===== Document extract =====
- Born: February 15, 1955 (age 71) Paddington, England, UK
- Height: 6 ft 1 in (185 cm)
- Weight: 190 lb (86 kg; 13 st 8 lb)
- Position: Defence
- Shot: Right
- Played for: Toronto Toros Birmingham Bulls
- NHL draft: 98th overall, 1975 Atlanta Flames
- WHA draft: 41st overall, 1975 Toronto Toros
- Playing career: 1975–1977

= Paul Heaver =

British-Canadian ice hockey player

Paul Gerhard Heaver (born February 15, 1955) is a British-Canadian former professional ice hockey player who played in the World Hockey Association (WHA). Drafted in the sixth round of the 1975 NHL Amateur Draft by the Atlanta Flames, Heaver opted to play in the WHA after being selected by the Toronto Toros in the third round of the 1975 WHA Amateur Draft. He played parts of two WHA seasons for the Toros and Birmingham Bulls.
===== Dataset content =====
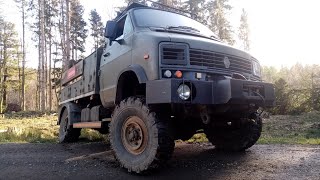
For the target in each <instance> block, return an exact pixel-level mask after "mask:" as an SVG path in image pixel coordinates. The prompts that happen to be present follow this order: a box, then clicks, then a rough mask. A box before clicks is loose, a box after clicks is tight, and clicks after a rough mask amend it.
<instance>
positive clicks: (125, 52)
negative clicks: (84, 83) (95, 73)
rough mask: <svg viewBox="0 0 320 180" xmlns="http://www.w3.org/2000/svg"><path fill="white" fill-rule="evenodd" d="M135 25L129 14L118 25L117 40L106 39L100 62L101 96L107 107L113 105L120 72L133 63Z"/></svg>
mask: <svg viewBox="0 0 320 180" xmlns="http://www.w3.org/2000/svg"><path fill="white" fill-rule="evenodd" d="M132 37H133V25H132V21H131V18H130V16H129V14H127V15H125V16H124V17H122V18H120V19H119V20H118V21H117V25H116V39H115V40H116V41H113V42H109V40H107V41H106V47H105V48H104V52H103V55H102V58H101V62H100V98H101V101H102V104H103V105H104V106H105V107H109V106H113V105H114V101H115V97H116V90H117V80H118V76H119V74H120V72H121V71H122V70H123V69H125V68H127V67H128V66H130V65H131V64H132V56H131V54H132V53H131V52H132Z"/></svg>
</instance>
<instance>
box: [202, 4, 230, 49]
mask: <svg viewBox="0 0 320 180" xmlns="http://www.w3.org/2000/svg"><path fill="white" fill-rule="evenodd" d="M228 1H229V0H211V1H209V2H208V4H207V9H208V11H209V14H210V16H209V27H210V28H211V30H213V32H215V33H216V34H217V35H218V37H219V38H220V39H221V40H222V41H224V42H226V43H228V44H230V45H233V44H234V43H235V40H234V39H233V36H232V34H233V30H232V26H231V24H230V22H229V20H228V18H227V15H228V12H229V11H230V10H232V6H231V5H230V4H228Z"/></svg>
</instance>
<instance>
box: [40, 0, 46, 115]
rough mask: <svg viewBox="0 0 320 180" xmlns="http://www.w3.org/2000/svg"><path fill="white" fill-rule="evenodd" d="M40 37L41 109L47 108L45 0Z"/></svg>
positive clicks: (42, 12)
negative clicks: (45, 27) (45, 91)
mask: <svg viewBox="0 0 320 180" xmlns="http://www.w3.org/2000/svg"><path fill="white" fill-rule="evenodd" d="M40 2H41V4H40V14H41V15H40V37H41V46H40V50H41V57H40V58H41V66H40V110H41V111H42V112H44V111H45V110H46V97H45V88H46V87H45V72H44V70H45V68H44V61H45V31H44V0H40Z"/></svg>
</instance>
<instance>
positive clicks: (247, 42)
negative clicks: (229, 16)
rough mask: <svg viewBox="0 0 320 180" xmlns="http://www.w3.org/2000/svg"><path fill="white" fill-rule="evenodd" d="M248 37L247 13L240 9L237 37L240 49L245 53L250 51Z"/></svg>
mask: <svg viewBox="0 0 320 180" xmlns="http://www.w3.org/2000/svg"><path fill="white" fill-rule="evenodd" d="M249 35H250V30H249V24H248V13H247V12H246V11H245V10H244V9H242V14H241V18H240V27H239V34H238V37H239V40H240V43H241V47H242V48H243V49H244V50H246V51H249V50H250V39H249Z"/></svg>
=====
Your objective
Rewrite the part of the Paul Heaver profile that opens with the words containing "- Position: Defence" and closes with "and Birmingham Bulls.", substituting "World Hockey Association" for every "WHA".

Reply to the exercise
- Position: Defence
- Shot: Right
- Played for: Toronto Toros Birmingham Bulls
- NHL draft: 98th overall, 1975 Atlanta Flames
- World Hockey Association draft: 41st overall, 1975 Toronto Toros
- Playing career: 1975–1977

= Paul Heaver =

British-Canadian ice hockey player

Paul Gerhard Heaver (born February 15, 1955) is a British-Canadian former professional ice hockey player who played in the World Hockey Association (World Hockey Association). Drafted in the sixth round of the 1975 NHL Amateur Draft by the Atlanta Flames, Heaver opted to play in the World Hockey Association after being selected by the Toronto Toros in the third round of the 1975 World Hockey Association Amateur Draft. He played parts of two World Hockey Association seasons for the Toros and Birmingham Bulls.